■ **ENTRIES SHOWN**:
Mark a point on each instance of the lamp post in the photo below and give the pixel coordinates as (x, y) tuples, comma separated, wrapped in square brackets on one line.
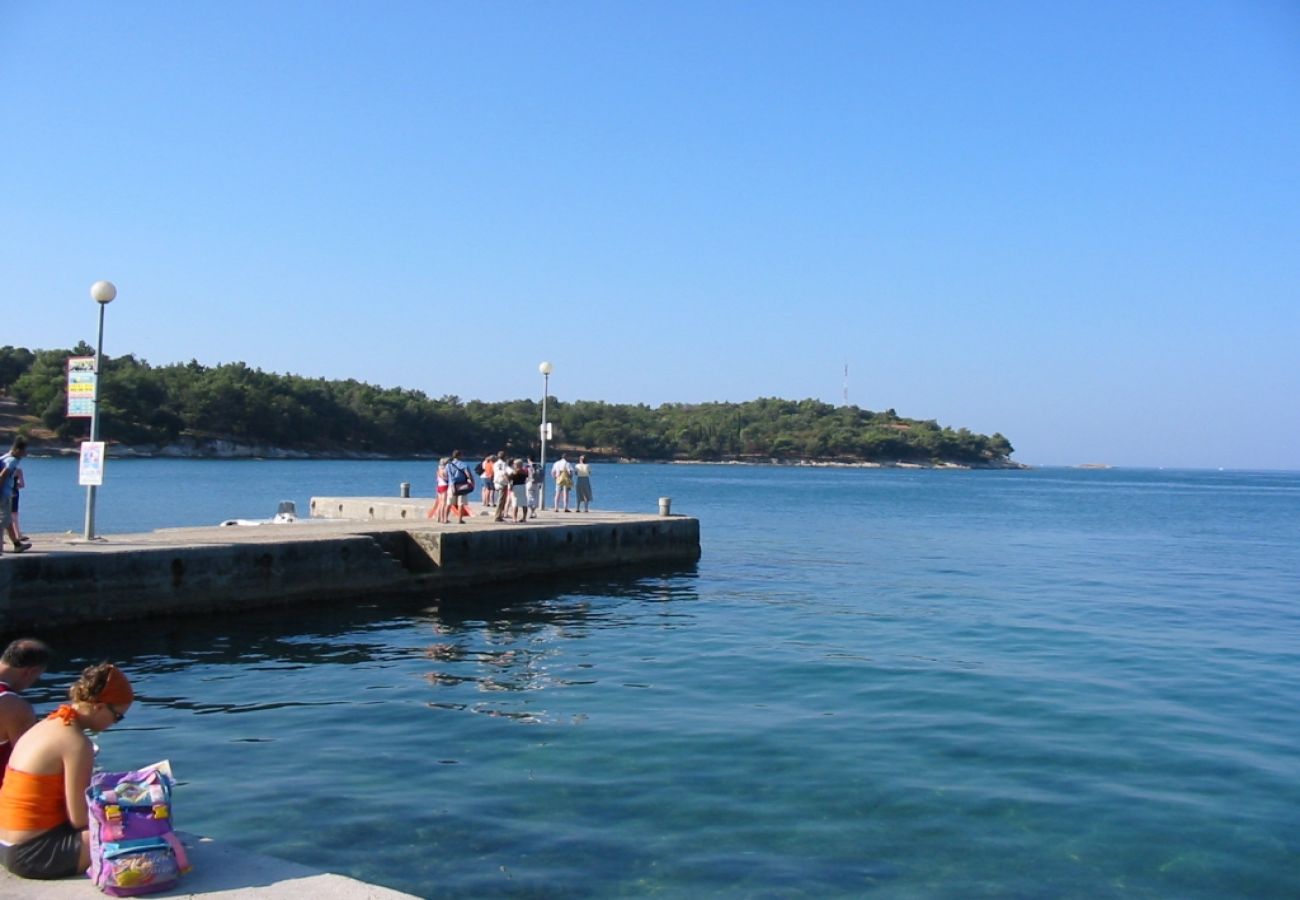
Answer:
[(103, 293), (545, 368)]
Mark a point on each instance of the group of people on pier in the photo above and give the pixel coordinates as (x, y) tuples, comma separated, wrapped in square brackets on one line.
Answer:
[(46, 765), (512, 489)]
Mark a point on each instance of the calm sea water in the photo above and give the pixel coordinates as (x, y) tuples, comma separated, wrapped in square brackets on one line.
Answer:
[(874, 683)]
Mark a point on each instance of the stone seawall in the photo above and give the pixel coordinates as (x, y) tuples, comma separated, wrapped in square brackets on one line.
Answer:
[(64, 580)]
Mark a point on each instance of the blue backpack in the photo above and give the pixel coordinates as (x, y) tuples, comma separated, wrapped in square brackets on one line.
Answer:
[(133, 843)]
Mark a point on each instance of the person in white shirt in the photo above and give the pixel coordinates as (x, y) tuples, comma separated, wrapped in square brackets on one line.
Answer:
[(562, 475), (501, 472), (536, 479), (583, 483)]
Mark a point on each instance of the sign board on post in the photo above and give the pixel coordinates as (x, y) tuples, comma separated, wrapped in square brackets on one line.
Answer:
[(91, 463), (81, 386)]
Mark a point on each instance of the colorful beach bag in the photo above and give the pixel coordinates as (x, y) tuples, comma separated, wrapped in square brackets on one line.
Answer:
[(133, 843)]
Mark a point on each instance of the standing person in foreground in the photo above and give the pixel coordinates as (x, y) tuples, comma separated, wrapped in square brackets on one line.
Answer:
[(519, 489), (536, 479), (440, 506), (501, 476), (43, 816), (9, 474), (485, 472), (562, 474), (22, 663), (460, 484), (584, 485)]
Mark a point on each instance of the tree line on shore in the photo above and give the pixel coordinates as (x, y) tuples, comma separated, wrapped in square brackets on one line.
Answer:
[(164, 405)]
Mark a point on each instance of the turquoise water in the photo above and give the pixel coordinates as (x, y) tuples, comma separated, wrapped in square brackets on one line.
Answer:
[(884, 683)]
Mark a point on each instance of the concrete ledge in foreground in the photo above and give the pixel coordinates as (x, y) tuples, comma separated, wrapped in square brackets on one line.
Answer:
[(385, 546), (220, 870)]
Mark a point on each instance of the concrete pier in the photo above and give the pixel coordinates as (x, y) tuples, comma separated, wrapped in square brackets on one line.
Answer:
[(352, 546), (220, 870)]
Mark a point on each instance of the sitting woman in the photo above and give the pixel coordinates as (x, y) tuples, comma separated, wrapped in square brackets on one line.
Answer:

■ **EXERCISE REQUIREMENTS**: Copy everything from the beginning of the data down to and including the line that contains "[(562, 475), (501, 472), (536, 479), (583, 483)]", shifting every x and y coordinate in the answers up by 136. Leave the pictures out.

■ **RESPONSE**:
Mark a point on each instance of the lamp post in the photo below and give the pixel coordinates as (x, y) tuples, comma separated, wrapped in square brackets on one line.
Answer:
[(239, 429), (681, 504)]
Mark a point on each instance of the group of people on pier in the photo above and give the pixel coordinates as (x, y) tuples, comma separated, wrapped in square brackets on one line.
Answer:
[(182, 901), (648, 625)]
Mark a point on each instance of the calm sea water in the photo above and give the pixel coordinates as (x, y) tuples, comma separated, wrapped in square brackets on one line.
Answer:
[(1010, 819)]
Mark a point on each instance of the stone seawall in the photo above and give the pixel coordinates as (x, y) tuples, comma separated, wrapped in square brackets on one line.
Answer:
[(200, 716)]
Mark a point on each instance of the blue backpack in the photo above and give the pixel coordinates as (x, y) tuples, comma separated, wrapped in square brackets on one line.
Answer:
[(269, 979)]
Mark a point on each instance of the person in white shirt in the photo above and give the pixel coordinates as (x, y) tuples, comma separated, wrapped in square brackets on one line.
Answer:
[(698, 611), (637, 608), (672, 615), (719, 619)]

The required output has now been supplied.